## GIVEN REQUEST A
Repeat word for word the part of the thin-film transistor passage that opens with the words containing "The wide first" and closes with "electrode 173c.".
## GIVEN REQUEST B
In the thin-film transistor passage, why does the wide first end portion 177c of the third drain electrode 175c overlap with the capacitance electrode 126? Answer in one to three sentences.

* begin SOURCE PASSAGE *

The third ohmic contact extends to form a fourth ohmic contact
167.
[0126] A data conductor including a plurality of data lines 171, a
plurality of first drain electrodes 175h, a plurality of second
drain electrodes 175l and a plurality of third drain electrodes
175c is on the ohmic contacts 164b and 167.
[0127] The data lines 171 transfer data signals and have a
longitudinal axis that mainly extends in a vertical direction in
the plan view to cross the gate lines 121 and voltage-reducing gate
lines 123. Each of the data lines 171 includes a first source
electrode 173h and a second source electrode 173l forming a `W`
shape together by extending toward the first gate electrode 124h
and the second gate electrode 124l, respectively.
[0128] The first drain electrode 175h, the second drain electrode
175l and the third drain electrode 175c include a wide first end
portion and a rod-shaped second end portion. The rod-shaped second
end portions of the first drain electrode 175h and the second drain
electrode 175l are partially surrounded by the first source
electrode 173h and the second source electrode 173l, respectively.
The wide first end portion of the second drain electrode 175l
further extends to form the third source electrode 173c have a
curved `U`-lettered shape. A wide first end portion 177c of the
third drain electrode 175c overlaps with the capacitance electrode
126 to form a voltage-reducing capacitor Cstd and the rod-shaped
second end portion is partially surrounded by the third source
electrode 173c.
[0129] The first, second and third gate electrodes 124h, 124l and
124c, the first, second and third source electrodes 173h, 173l and
173c, and the first, second and third drain electrodes 175h, 175l
and 175c form first, second and third TFTs Qh, Ql and Qc together
with first, second and third semiconductor islands 154h, 154l and
154c, respectively. A channel of the TFT is at each of the
semiconductors 154h, 154l and 154c respectively between the source
electrodes 173h, 173l and 173c and each of the drain electrodes
175h, 175l and 175c.

* end SOURCE PASSAGE *
* begin EXCERPTED DATA *

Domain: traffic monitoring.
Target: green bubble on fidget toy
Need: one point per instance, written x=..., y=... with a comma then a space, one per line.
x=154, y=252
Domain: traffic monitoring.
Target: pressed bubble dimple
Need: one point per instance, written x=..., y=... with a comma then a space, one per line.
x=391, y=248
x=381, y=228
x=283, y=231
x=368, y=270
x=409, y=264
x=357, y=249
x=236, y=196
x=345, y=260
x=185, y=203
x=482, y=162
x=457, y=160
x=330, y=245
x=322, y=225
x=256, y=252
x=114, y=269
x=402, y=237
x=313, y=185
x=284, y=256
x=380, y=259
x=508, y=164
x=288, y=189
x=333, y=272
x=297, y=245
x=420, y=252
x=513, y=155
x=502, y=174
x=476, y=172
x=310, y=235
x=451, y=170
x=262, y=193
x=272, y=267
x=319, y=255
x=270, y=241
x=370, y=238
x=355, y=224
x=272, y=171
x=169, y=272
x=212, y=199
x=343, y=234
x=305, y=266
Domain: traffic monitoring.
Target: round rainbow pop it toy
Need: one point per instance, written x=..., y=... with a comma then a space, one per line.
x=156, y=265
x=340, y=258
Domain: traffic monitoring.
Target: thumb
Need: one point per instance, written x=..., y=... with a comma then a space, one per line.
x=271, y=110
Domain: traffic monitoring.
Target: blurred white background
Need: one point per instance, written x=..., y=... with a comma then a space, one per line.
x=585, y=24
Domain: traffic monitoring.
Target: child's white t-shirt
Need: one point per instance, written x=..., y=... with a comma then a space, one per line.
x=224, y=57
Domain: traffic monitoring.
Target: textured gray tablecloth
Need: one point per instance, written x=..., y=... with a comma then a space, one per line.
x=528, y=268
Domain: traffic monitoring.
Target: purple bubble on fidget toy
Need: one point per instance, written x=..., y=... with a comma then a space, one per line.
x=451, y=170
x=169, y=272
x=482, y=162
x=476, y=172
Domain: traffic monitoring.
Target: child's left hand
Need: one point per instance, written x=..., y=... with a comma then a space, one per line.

* end EXCERPTED DATA *

## CORRECT ANSWER A
The wide first end portion of the second drain electrode 175l
further extends to form the third source electrode 173c have a
curved `U`-lettered shape. A wide first end portion 177c of the
third drain electrode 175c overlaps with the capacitance electrode
126 to form a voltage-reducing capacitor Cstd and the rod-shaped
second end portion is partially surrounded by the third source
electrode 173c.

## CORRECT ANSWER B
The wide first end portion 177c of the third drain electrode 175c overlaps with the capacitance electrode 126 to form a voltage-reducing capacitor Cstd.